Assignment:
Output each record exactly, excluding pictures.

════

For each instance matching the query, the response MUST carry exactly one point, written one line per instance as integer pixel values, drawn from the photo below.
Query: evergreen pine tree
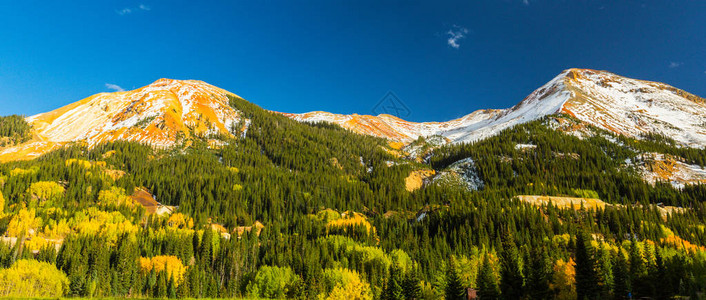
(621, 286)
(487, 283)
(393, 288)
(454, 288)
(586, 275)
(511, 280)
(540, 274)
(412, 287)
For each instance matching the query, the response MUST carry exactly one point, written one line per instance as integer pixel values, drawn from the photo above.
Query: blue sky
(442, 59)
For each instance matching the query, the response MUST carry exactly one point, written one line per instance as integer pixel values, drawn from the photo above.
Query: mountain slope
(160, 114)
(168, 112)
(615, 103)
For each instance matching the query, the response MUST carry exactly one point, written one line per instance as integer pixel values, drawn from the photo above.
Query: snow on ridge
(603, 99)
(116, 116)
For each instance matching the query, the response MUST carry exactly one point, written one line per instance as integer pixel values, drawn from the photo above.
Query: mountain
(161, 114)
(251, 203)
(167, 112)
(618, 104)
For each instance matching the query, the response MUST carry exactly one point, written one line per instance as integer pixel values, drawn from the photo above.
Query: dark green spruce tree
(511, 279)
(586, 275)
(454, 288)
(487, 283)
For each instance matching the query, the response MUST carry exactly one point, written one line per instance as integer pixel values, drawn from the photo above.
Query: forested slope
(295, 210)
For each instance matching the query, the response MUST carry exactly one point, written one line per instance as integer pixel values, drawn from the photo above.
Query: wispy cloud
(114, 87)
(124, 11)
(455, 35)
(129, 10)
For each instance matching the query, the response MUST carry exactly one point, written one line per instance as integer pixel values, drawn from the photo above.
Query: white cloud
(129, 10)
(124, 11)
(114, 87)
(455, 35)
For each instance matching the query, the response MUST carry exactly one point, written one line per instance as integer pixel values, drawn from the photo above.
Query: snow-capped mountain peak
(622, 105)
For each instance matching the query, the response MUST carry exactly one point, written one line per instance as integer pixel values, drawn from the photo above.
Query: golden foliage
(350, 220)
(171, 264)
(564, 279)
(114, 197)
(416, 178)
(23, 223)
(35, 243)
(31, 279)
(46, 190)
(107, 224)
(564, 202)
(22, 172)
(179, 220)
(56, 229)
(347, 284)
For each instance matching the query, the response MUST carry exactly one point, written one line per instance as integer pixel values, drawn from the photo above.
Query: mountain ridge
(168, 111)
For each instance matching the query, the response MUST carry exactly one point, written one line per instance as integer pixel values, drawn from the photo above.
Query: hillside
(161, 114)
(611, 102)
(180, 189)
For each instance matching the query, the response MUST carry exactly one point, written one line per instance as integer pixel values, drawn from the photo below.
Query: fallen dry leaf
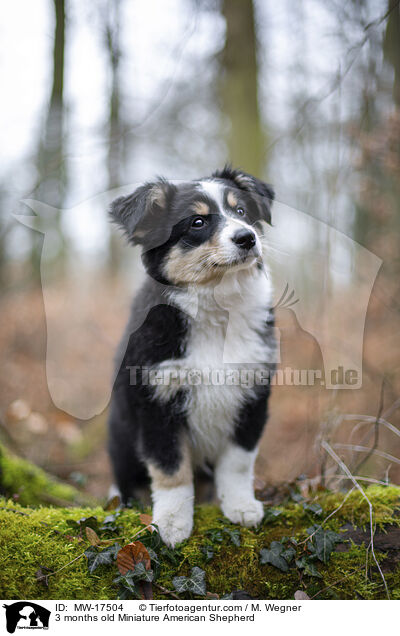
(132, 554)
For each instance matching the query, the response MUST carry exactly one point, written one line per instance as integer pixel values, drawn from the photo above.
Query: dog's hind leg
(129, 471)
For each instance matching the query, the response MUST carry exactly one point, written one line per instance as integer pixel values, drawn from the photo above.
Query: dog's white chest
(224, 338)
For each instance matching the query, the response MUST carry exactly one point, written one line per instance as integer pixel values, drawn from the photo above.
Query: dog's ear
(138, 213)
(264, 192)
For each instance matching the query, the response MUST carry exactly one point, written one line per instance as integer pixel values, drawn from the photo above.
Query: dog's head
(196, 231)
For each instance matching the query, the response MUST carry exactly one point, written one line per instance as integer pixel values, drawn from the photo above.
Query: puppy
(192, 381)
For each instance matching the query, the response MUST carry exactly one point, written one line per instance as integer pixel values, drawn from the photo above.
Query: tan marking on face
(200, 207)
(195, 265)
(232, 199)
(182, 477)
(157, 196)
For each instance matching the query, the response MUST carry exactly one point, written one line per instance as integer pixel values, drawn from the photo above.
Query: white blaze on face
(215, 191)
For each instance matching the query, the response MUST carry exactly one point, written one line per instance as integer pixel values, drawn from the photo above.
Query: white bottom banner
(331, 617)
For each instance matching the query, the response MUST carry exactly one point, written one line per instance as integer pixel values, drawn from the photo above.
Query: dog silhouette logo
(26, 615)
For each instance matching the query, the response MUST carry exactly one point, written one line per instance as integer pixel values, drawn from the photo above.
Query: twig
(376, 430)
(366, 449)
(328, 517)
(345, 469)
(370, 480)
(166, 591)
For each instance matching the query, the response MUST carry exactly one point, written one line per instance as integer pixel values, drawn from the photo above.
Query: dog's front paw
(174, 528)
(247, 513)
(173, 513)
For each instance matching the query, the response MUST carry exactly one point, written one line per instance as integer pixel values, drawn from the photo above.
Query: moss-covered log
(34, 538)
(31, 486)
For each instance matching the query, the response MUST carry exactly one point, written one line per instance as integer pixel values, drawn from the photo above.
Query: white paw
(174, 528)
(247, 513)
(173, 513)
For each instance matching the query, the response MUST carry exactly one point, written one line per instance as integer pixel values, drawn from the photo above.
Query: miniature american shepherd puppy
(192, 381)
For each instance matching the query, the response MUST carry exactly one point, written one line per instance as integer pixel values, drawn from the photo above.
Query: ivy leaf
(304, 563)
(289, 554)
(104, 557)
(323, 542)
(195, 583)
(270, 514)
(92, 536)
(127, 587)
(276, 556)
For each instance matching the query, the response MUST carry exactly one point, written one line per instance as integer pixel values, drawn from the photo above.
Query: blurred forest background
(100, 95)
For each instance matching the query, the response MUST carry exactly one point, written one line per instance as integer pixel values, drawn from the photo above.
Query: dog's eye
(198, 223)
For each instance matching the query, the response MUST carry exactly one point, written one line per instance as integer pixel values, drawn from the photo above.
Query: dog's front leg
(173, 497)
(234, 482)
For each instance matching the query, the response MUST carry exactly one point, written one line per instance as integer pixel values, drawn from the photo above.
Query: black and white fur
(206, 303)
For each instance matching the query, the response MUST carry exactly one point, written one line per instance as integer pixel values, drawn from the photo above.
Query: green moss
(26, 543)
(32, 485)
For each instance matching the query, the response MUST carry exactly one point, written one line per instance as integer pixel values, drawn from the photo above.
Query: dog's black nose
(244, 239)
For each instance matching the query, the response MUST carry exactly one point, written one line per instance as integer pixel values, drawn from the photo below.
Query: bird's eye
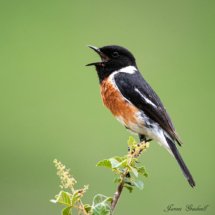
(115, 54)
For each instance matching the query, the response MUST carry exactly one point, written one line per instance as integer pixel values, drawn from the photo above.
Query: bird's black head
(113, 58)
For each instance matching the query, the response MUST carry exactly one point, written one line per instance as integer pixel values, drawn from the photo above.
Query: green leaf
(101, 205)
(87, 208)
(141, 170)
(75, 197)
(120, 159)
(138, 184)
(134, 171)
(130, 188)
(117, 180)
(131, 142)
(114, 162)
(105, 163)
(63, 198)
(67, 211)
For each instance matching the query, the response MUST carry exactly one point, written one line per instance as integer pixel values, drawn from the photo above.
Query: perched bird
(133, 102)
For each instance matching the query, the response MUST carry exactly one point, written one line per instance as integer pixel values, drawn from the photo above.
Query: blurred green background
(51, 107)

════

The answer:
For each instance matching the query, the response MUST carry exactly one point, written one line per instance as integer pixel values, drawn from the photo below.
Query: evergreen pine tree
(621, 286)
(487, 283)
(393, 288)
(454, 288)
(586, 275)
(511, 280)
(540, 274)
(412, 287)
For each instance matching the query, the response MUST carry exactly one point, written one line per instance as integer pixel values, drawn from the photo above.
Query: blue sky
(442, 59)
For each instance matching the query, the response MUST carry exactly one point, written one line per instance as integer pixel values, drawn from the photo above.
Query: mountain slope
(160, 114)
(168, 112)
(615, 103)
For each instance matching the query, the response MUST carry exactly one point, written one line per instance as integer pixel values, drawn from the photo above.
Query: snow on ridge
(603, 99)
(116, 116)
For each instance matching the query, the response MUST carry exactly one point, written one line per instance as integer pixel values, drawn from the photo above.
Query: mountain
(161, 114)
(251, 203)
(167, 112)
(618, 104)
For each instance matching the query, the response MUST carry exactly one point, written one line per instance as integer pixel values, drawn from the photo above.
Query: dark green spruce tree
(511, 279)
(586, 275)
(454, 288)
(487, 283)
For each instance matching the query, the response MUST carry exactly one point, written one line per instance as integer pixel values, drawn from the photo above.
Query: forested slope
(295, 210)
For each instance matching the query, the response MUST carry exactly one point, written one line per instance as integer pixel values, drawn from the photo above.
Query: wispy cloud
(114, 87)
(124, 11)
(455, 35)
(129, 10)
For each instance matching the query, the response MUST carry exactly one point, written one line per instance as integer pixel values, drawn from the photo above.
Query: white cloud
(129, 10)
(124, 11)
(114, 87)
(455, 35)
For each instance matching the query, the response MUST carry exactly one point, written one line per instance as integer pixel values, drawn from the photo above.
Query: snow-capped mountain peak
(622, 105)
For each instance matching the query, the response MUST carry exactly one point, written one line per instance as integer pixel values, drawn from the photo above.
Query: golden foliage
(350, 220)
(171, 264)
(564, 279)
(114, 197)
(416, 178)
(23, 223)
(35, 243)
(31, 279)
(46, 190)
(107, 224)
(564, 202)
(22, 172)
(179, 220)
(56, 229)
(347, 284)
For each instance matching the query, the response MUST carry exactly one point, written one line per instance as integer pixel values, drawn from the photo above.
Query: mountain ridge
(168, 111)
For each instance matching the query, the response MUST carry exactly one point, written one line per instance as integer pixel values, drawn from the photo above.
Query: hillside
(161, 114)
(611, 102)
(180, 189)
For each instance matching the query, the response MUST carry exactly one point, written one line per instance as integer pixel values, drawn from the photo below.
Query: fallen dry leaf
(132, 554)
For each instance matching the query, the response MUST carry exactly one point, written one line per instance as integer pixel values, drawn from the photo above.
Query: dog's hind leg
(129, 471)
For each instance matching the query, the response MUST carry exactly one point, written one line per instance as integer pixel values, drawn from the photo above.
Query: dog's white chest
(224, 338)
For each instance matching the query, the response MUST carry exactly one point, written one line per instance as integer pixel values, drawn from the photo above.
Query: dog's ear
(138, 213)
(264, 192)
For each instance matching the query, the response MUST carry exactly one point, written one line per instance as integer pixel values, drawn from the photo above.
Query: dog's head
(196, 231)
For each instance matching the query, the response MUST carry exactly one point, written one line per instance as integer pixel values, drawn from the photo above.
Query: puppy
(192, 381)
For each instance matching the query, the response MUST carry exactly one point, written one line per instance as integer pixel values, drawn from the photo above.
Query: tan marking on face
(200, 207)
(195, 265)
(232, 199)
(182, 477)
(157, 196)
For each instance matching the query, the response MUST carry exactly one point, written one line per instance as integer pixel values, drawn from the photo above.
Query: white blaze on face
(215, 191)
For each instance matching the query, the response MUST carry exactly one point, written one line per instance as integer pixel values, drawn from the photo above.
Query: white bottom banner
(331, 617)
For each instance matching the query, the response MUST carry exactly one point, written one line per instance as integer pixel values, drawn from the photo above.
Query: dog silhouette logo
(26, 615)
For each instance matching the query, the response MUST carry exactly one point, written one line per instance as integer pixel values, drawn from the photo above.
Query: twig
(376, 430)
(366, 449)
(328, 517)
(345, 469)
(370, 480)
(166, 591)
For each instance matching the query, the response MUST carry exactly one point, written one line per instance as integer pixel values, drawn from the photo above.
Query: dog's front paw
(174, 528)
(247, 513)
(173, 513)
For each instance matching the query, the response MUST carry exactly one point, written one line per instance as integer pixel values, drawn from the photo above.
Query: moss-covered log
(34, 538)
(31, 486)
For each instance matching the query, the response MUST carry exactly one point, written one line per instance as integer pixel values, drawn from the photo above.
Query: white paw
(174, 528)
(247, 513)
(173, 513)
For each instance matching the query, the response MUST carry exactly one point, written one line per instance as integer pixel values, drawn from the photo above.
Query: miniature american shepherd puppy
(192, 381)
For each instance matching the query, the response MUST carry exactly one point, written one line per instance as integer pixel values, drawn from the photo above.
Query: ivy leaf
(304, 563)
(289, 554)
(104, 557)
(323, 542)
(195, 583)
(270, 514)
(92, 536)
(127, 587)
(276, 556)
For each instance matching the query, the response MUST carry exactly one point, written one line per instance as integer pixel values, drawn from the photo above.
Query: blurred forest background
(100, 95)
For each instance matching the query, the response MUST carry exactly one point, written one line per instance as integer pixel values, drawn from the photo above.
Query: dog's eye
(198, 223)
For each instance matching the query, the response MUST carry exactly one point, written one line per instance as integer pixel values, drawn from the photo above.
Query: dog's front leg
(173, 497)
(234, 482)
For each instance matching the query, the response MUST carry exactly one point, written one line per instance as integer pixel values, drawn from the photo above.
Query: black and white fur
(206, 303)
For each instance matching the query, the response MUST carry exactly one point, written one line per instance as integer pixel values, drawn from the photo above.
Query: green moss
(26, 543)
(32, 485)
For each instance matching the query, the response MUST carry exactly one point, written one line per instance as integer pixel values, drawn from the photo above.
Query: dog's black nose
(244, 239)
For each instance matching the query, the response MUST carry exactly one point, written one line per instance as integer pixel values, drawn from the photo below.
Query: bird's eye
(115, 54)
For each instance matching the query, the response MUST carry exactly one point, written one line per instance as integer pixel values, drawn from the photo above.
Query: bird's black head
(113, 58)
For each instance matching the query, the response MUST carry exactly one point, written one line per instance as integer pixel values, drawn from the photo above.
Query: green leaf
(101, 205)
(87, 208)
(141, 170)
(75, 197)
(120, 159)
(138, 184)
(134, 171)
(130, 188)
(117, 180)
(131, 142)
(114, 162)
(105, 163)
(63, 198)
(67, 211)
For each instance matching the query, the response MUST carry exactly one point, written one line per instance as integer pixel values, drawn from the photo above.
Query: perched bird
(133, 102)
For each instance matching the query, the response MUST carry exactly one point, written one line per instance as integer pixel values, drawn from the photo above.
Query: blurred green background
(51, 107)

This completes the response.